- TEXTE FOURNI:
LGV du Sud-Ouest et chantier de l'A69 : même combat (et mise à l'arrêt) ?

La future LGV. © Alstom

Alors que des opposants réclament l'arrêt de travaux près de Bordeaux pour la LGV du Sud-Ouest, sur le chantier déjà arrêté de l'A69, le ministre des Transports est "déterminé" à ce qu'il soit "mené à bien".




Les opposants à la LGV (Ligne à Grande Vitesse) du Sud-Ouest ont demandé en référé la suspension d'un chantier pour cause d'"atteintes irréversibles" à l'environnement, une interruption dont le coût dépasserait 120 millions d'euros selon SNCF Réseau, qui espère poursuivre les travaux. Ont-ils été inspirés par l'effet chantier arrêté de l'A69 ?

 

 

 

La LGV, un investissement pour le siècle ?

- CONSIGNES DES TÂCHES:
**A.** D'après l'article sur la LGV du Sud-Ouest, à combien SNCF Réseau évalue-t-il le coût d'une interruption du chantier ?
**B.** Rédigez la suite de l'article sur la LGV du Sud-Ouest, en partant de son dernier intertitre.

- ENTRÉES PRÉSENTÉES:
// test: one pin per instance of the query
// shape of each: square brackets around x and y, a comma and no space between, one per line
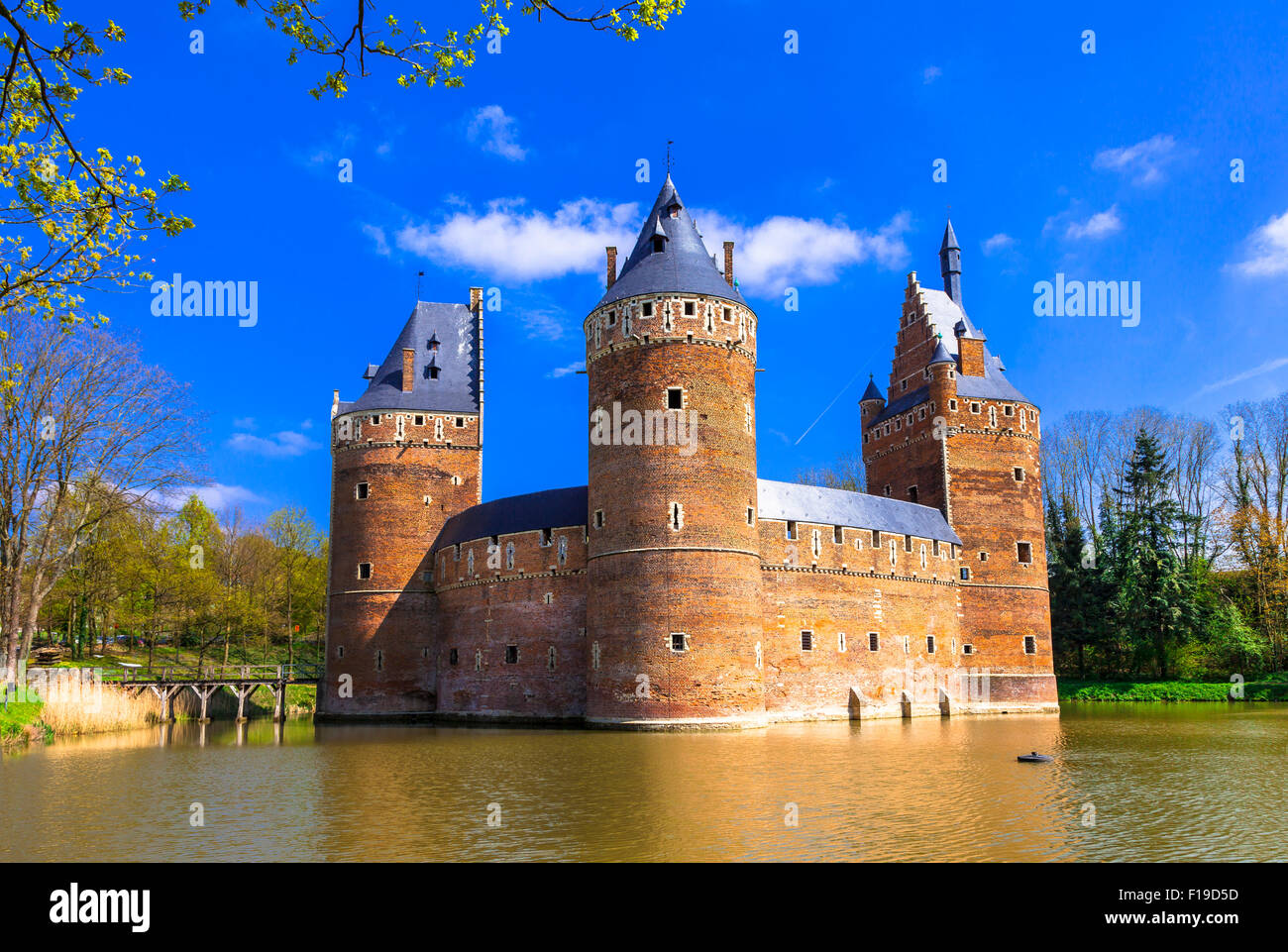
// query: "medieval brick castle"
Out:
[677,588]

- RÉPONSES AUX TÂCHES:
**A.** Selon SNCF Réseau, ce coût dépasserait 120 millions d'euros.

**B.**
Plusieurs associations environnementales ont contesté devant la juge des référés du tribunal administratif de Bordeaux l'autorisation préfectorale délivrée pour des aménagements ferroviaires au sud de Bordeaux (AFSB), préalables au chantier de LGV Bordeaux-Toulouse et Bordeaux-Dax

D'un coût évalué en 2020 à 14 milliards d'euros, la LGV Sud-Ouest doit relier, en 2032, Toulouse à Paris en 3H10, gagnant une heure sur l'itinéraire actuel. Un embranchement doit rallier Dax à Bordeaux en 20 minutes de moins et, un jour, permettre des liaisons directes avec l'Espagne. Pour ses promoteurs, dont les présidents de région socialistes Alain Rousset (Nouvelle-Aquitaine) et Carole Delga (Occitanie), cet "investissement pour le siècle" permettrait de "sortir" de la route les 10 000 camions qui remontent chaque jour d'Espagne, en libérant les lignes existantes pour le fret.

Les opposants (élus locaux, habitants, sylviculteurs ou viticulteurs) dénoncent un projet "mortifère" pour l'environnement et réclament la rénovation des lignes existantes.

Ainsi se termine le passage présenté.